◆ Dataset excerpts on object pointing ◆
......

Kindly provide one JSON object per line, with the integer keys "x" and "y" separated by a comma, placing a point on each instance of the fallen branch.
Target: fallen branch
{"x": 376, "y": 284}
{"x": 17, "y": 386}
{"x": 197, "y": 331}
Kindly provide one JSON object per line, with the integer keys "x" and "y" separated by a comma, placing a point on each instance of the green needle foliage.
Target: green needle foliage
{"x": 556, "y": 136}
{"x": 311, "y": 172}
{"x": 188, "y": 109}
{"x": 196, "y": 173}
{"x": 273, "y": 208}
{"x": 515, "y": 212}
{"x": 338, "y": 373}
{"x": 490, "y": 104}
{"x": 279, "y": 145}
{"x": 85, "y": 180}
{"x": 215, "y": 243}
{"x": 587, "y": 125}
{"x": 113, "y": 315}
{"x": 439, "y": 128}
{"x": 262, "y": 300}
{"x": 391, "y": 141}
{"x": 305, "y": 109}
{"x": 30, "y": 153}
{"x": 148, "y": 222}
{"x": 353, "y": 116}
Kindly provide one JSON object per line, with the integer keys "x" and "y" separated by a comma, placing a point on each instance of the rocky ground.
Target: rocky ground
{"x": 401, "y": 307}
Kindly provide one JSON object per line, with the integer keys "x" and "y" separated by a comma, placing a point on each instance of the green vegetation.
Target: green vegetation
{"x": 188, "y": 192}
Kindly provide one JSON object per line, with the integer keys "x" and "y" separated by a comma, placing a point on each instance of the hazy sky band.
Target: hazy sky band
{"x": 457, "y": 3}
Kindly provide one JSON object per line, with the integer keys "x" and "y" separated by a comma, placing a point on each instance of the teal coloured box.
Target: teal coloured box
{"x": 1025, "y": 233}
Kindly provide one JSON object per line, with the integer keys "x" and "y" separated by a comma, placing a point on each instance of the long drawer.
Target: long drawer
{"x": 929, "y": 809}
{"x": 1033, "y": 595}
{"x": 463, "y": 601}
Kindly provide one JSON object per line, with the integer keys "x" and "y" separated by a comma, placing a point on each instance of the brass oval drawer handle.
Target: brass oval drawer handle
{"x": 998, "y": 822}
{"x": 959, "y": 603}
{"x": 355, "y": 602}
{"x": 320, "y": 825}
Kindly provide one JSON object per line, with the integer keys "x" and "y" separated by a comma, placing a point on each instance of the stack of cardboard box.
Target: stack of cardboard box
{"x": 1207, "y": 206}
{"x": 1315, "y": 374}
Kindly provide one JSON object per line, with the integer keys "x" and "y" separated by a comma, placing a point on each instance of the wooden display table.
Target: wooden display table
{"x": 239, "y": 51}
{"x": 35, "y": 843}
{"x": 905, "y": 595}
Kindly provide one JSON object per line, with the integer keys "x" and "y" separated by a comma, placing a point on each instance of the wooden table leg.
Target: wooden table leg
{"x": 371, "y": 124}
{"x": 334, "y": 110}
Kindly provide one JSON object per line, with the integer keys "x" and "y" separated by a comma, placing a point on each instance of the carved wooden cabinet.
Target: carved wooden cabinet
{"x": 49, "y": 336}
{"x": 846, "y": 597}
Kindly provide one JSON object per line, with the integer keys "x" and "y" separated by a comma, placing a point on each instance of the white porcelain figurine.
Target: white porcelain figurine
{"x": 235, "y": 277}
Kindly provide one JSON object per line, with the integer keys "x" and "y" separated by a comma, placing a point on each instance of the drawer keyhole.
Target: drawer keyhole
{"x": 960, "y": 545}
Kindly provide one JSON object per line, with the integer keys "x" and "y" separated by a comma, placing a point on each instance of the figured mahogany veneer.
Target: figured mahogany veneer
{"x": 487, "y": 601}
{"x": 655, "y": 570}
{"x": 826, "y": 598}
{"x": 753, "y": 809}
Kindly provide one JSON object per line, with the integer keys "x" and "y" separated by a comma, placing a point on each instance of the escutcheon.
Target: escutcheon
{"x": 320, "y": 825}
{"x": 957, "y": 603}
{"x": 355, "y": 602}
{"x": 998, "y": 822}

......

◆ What to produce ◆
Quote the lines of the listing above that run from the line with "white porcelain figurine." through its last line, both included, and nothing else.

◆ Solution below ◆
Kindly provide one JSON object per line, with the integer keys "x" and "y" separated by a comma, placing a point on each instance of the white porcelain figurine.
Target: white porcelain figurine
{"x": 235, "y": 277}
Kindly provide one JSON object per line, with the integer keys "x" and "y" separated by a comma, placing a point on each instance of the drawer keyhole.
Target: drawer keyhole
{"x": 960, "y": 545}
Kindly provide one JSON object per line, with the integer keys "x" and "y" separated by a comma, placing a point on each instance of the figured mahogany veneer.
Target: figured mahogany veneer
{"x": 487, "y": 601}
{"x": 655, "y": 570}
{"x": 826, "y": 598}
{"x": 753, "y": 809}
Kindly provide one JSON object per line, with the integer keys "x" and "y" separated by a comma, placing a point on each instance of the escutcheon.
Target: escutcheon
{"x": 320, "y": 825}
{"x": 957, "y": 603}
{"x": 355, "y": 602}
{"x": 998, "y": 822}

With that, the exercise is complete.